> [Set task]: Please write out the material below exactly as given.

[Entries from a pointing dataset]

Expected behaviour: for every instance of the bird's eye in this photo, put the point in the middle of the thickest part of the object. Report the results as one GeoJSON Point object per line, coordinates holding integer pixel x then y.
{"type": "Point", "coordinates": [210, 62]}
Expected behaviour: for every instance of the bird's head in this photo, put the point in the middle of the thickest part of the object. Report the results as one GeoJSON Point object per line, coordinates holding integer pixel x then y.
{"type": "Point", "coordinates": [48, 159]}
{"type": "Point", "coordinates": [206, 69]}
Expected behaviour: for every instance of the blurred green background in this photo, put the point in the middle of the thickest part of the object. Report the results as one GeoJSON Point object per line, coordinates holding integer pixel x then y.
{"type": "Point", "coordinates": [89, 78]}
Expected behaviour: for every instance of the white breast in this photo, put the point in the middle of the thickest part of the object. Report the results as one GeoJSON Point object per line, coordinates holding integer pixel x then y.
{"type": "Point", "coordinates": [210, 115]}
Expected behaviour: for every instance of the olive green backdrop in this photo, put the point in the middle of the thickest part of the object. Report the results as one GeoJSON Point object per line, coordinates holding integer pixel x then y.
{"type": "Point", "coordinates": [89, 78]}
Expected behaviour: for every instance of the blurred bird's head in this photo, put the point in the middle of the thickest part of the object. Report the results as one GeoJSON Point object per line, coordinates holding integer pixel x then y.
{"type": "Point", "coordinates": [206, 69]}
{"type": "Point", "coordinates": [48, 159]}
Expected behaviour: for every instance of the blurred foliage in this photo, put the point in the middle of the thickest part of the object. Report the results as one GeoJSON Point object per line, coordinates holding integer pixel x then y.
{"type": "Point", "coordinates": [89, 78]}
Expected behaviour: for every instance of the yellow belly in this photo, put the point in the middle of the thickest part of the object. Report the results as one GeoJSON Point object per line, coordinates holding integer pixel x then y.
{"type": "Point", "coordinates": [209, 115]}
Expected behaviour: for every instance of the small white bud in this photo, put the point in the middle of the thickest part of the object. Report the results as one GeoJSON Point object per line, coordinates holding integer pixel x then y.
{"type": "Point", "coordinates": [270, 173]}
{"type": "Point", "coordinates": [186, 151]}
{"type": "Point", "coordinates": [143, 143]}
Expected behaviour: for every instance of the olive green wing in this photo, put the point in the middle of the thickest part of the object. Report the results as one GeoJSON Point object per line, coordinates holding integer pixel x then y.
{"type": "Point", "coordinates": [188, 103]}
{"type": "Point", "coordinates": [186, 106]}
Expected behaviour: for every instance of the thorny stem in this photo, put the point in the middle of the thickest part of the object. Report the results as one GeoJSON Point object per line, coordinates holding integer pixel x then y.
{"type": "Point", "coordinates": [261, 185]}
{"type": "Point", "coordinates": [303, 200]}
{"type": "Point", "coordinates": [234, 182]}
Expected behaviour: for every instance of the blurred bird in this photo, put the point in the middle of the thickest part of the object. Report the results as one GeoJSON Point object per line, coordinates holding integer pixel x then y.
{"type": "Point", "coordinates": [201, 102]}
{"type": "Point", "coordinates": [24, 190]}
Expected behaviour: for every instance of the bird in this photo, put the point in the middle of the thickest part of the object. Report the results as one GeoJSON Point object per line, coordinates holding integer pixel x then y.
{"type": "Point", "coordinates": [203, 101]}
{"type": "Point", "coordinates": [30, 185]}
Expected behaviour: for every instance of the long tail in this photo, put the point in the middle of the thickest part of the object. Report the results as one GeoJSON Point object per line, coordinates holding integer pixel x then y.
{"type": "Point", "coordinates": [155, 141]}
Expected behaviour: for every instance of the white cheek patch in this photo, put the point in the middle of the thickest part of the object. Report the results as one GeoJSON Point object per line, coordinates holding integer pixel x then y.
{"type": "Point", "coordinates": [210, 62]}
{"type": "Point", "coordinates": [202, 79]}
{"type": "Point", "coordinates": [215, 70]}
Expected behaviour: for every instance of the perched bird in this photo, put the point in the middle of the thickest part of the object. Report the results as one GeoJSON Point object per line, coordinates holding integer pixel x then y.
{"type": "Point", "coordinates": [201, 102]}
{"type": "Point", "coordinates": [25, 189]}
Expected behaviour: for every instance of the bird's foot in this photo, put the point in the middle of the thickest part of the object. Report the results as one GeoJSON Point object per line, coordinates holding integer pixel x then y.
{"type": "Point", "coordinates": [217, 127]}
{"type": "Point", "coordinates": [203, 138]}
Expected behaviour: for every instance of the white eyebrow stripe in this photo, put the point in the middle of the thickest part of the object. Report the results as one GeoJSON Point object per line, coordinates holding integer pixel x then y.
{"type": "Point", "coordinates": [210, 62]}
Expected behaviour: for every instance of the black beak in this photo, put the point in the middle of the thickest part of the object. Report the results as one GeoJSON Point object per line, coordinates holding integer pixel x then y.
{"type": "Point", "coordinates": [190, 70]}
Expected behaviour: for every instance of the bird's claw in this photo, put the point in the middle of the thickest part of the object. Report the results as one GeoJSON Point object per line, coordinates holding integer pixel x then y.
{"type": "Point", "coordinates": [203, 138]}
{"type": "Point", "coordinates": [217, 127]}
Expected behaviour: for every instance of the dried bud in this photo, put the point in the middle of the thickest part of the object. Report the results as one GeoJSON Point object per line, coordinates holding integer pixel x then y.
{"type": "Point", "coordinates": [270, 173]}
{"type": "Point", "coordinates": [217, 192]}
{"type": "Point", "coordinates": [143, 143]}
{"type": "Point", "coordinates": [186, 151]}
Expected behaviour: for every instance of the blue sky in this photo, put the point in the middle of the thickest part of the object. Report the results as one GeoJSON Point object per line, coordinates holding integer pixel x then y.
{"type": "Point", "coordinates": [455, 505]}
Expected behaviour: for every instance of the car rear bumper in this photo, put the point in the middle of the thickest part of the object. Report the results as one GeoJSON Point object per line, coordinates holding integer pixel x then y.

> [Completed task]:
Expected behaviour: for every instance of the bird's eye in this photo, put the point in the middle of the thickest part of the object. Report the results as one GeoJSON Point object per line, coordinates holding integer pixel x then y.
{"type": "Point", "coordinates": [210, 62]}
Expected behaviour: for every instance of the bird's head in this photo, put the point in the middle of the thickest part of the object. Report the results as one GeoJSON Point object per line, coordinates holding integer pixel x then y.
{"type": "Point", "coordinates": [48, 159]}
{"type": "Point", "coordinates": [206, 69]}
Expected behaviour: for every instance of the blurred green background in this photo, put the point in the middle of the thickest part of the object. Report the results as one GeoJSON Point object per line, coordinates holding integer pixel x then y.
{"type": "Point", "coordinates": [89, 78]}
Expected behaviour: for every instance of the white breast in this photo, put the point in the middle of the thickest part of the object. Report the results as one GeoJSON Point object per line, coordinates holding integer pixel x then y.
{"type": "Point", "coordinates": [210, 115]}
Expected behaviour: for every instance of the olive green backdrop in this photo, put the point in the middle of the thickest part of the object. Report the results as one GeoJSON Point object per line, coordinates holding integer pixel x then y.
{"type": "Point", "coordinates": [89, 78]}
Expected behaviour: for every instance of the blurred bird's head in this photo, put the point in the middle of the thickest part of the object. Report the results as one GeoJSON Point object per line, coordinates holding integer pixel x then y.
{"type": "Point", "coordinates": [206, 69]}
{"type": "Point", "coordinates": [48, 159]}
Expected behaviour: for every instance of the blurred foliage in this photo, put the point in the middle of the thickest part of the object. Report the results as one GeoJSON Point object per line, coordinates holding integer pixel x then y.
{"type": "Point", "coordinates": [89, 78]}
Expected behaviour: for every instance of the yellow belly in this photo, put the point in the middle of the thickest part of the object. Report the results as one GeoJSON Point object per line, coordinates holding integer pixel x then y.
{"type": "Point", "coordinates": [209, 115]}
Expected behaviour: for every instance of the small white bud in this photo, put the point in the middle of the thickest part of the object. Report the results as one GeoJSON Point object per line, coordinates holding integer pixel x then y.
{"type": "Point", "coordinates": [270, 173]}
{"type": "Point", "coordinates": [186, 151]}
{"type": "Point", "coordinates": [143, 143]}
Expected behaviour: for every instance of the olive green wing in this photo, put the point in the middle of the thickest part of the object. Report the results as one GeoJSON Point object per line, coordinates holding integer pixel x then y.
{"type": "Point", "coordinates": [188, 103]}
{"type": "Point", "coordinates": [186, 106]}
Expected behaviour: for every instance of the thorny stem in this photo, put the point in the middle of the thickest part of the object. Report the results as one GeoJSON Point object per line, coordinates holding integer pixel x then y.
{"type": "Point", "coordinates": [261, 185]}
{"type": "Point", "coordinates": [303, 200]}
{"type": "Point", "coordinates": [234, 182]}
Expected behaviour: for every instance of the blurred bird in this photo, put the point in the middle of the thickest part of the object. Report the results as one GeoJSON Point object per line, coordinates holding integer pixel x then y.
{"type": "Point", "coordinates": [201, 102]}
{"type": "Point", "coordinates": [24, 190]}
Expected behaviour: for every instance of the bird in this photo, put the point in the middle of the thickest part of the object. Report the results as one GeoJSON Point object per line, coordinates holding integer pixel x then y.
{"type": "Point", "coordinates": [203, 101]}
{"type": "Point", "coordinates": [30, 185]}
Expected behaviour: for every instance of the long tail in this photo, put the point in the middle of the thickest part of the object. Report the results as one GeoJSON Point object per line, coordinates holding integer pixel x then y.
{"type": "Point", "coordinates": [155, 141]}
Expected behaviour: for every instance of the white cheek patch in this photo, put the point in the middle of the thickest part of the object. Report the results as one GeoJSON Point object per line, coordinates holding integer pixel x then y.
{"type": "Point", "coordinates": [210, 62]}
{"type": "Point", "coordinates": [202, 79]}
{"type": "Point", "coordinates": [215, 70]}
Expected behaviour: for every instance of the perched bird in this photo, put the point in the middle of the thickest part of the object. Report the results as one GeoJSON Point object per line, coordinates holding integer pixel x then y.
{"type": "Point", "coordinates": [201, 102]}
{"type": "Point", "coordinates": [25, 189]}
Expected behaviour: for every instance of the bird's foot in this photo, put the point in the middle of the thickest part of the object. Report the results as one GeoJSON Point object per line, coordinates holding integer pixel x then y.
{"type": "Point", "coordinates": [217, 127]}
{"type": "Point", "coordinates": [203, 138]}
Expected behaviour: for every instance of the white eyebrow stripe in this photo, put the point in the middle of the thickest part of the object. Report the results as one GeoJSON Point object per line, coordinates holding integer pixel x then y.
{"type": "Point", "coordinates": [210, 62]}
Expected behaviour: for every instance of the black beak in this photo, put the point in the middle of the thickest part of the object. Report the results as one GeoJSON Point object per line, coordinates holding integer pixel x then y.
{"type": "Point", "coordinates": [190, 70]}
Expected behaviour: for every instance of the bird's claw in this photo, put the point in the middle of the thickest part of the object. Report the results as one GeoJSON Point object per line, coordinates holding integer pixel x then y.
{"type": "Point", "coordinates": [203, 138]}
{"type": "Point", "coordinates": [217, 127]}
Expected behaviour: for every instance of the dried bud in this photo, put the point in the middle of the thickest part of the object. Report the results as one GeoJSON Point object per line, coordinates holding integer pixel x then y.
{"type": "Point", "coordinates": [270, 173]}
{"type": "Point", "coordinates": [217, 192]}
{"type": "Point", "coordinates": [143, 143]}
{"type": "Point", "coordinates": [186, 151]}
Expected behaviour: for every instance of the blue sky in this photo, put the point in the middle of the thickest part of the object. Report the results as one GeoJSON Point object per line, coordinates holding integer pixel x then y.
{"type": "Point", "coordinates": [455, 505]}
Expected behaviour: for every instance of the car rear bumper in this photo, put the point in the middle of the thickest part of the object. Report the results as one GeoJSON Point object per line, coordinates holding integer pixel x then y.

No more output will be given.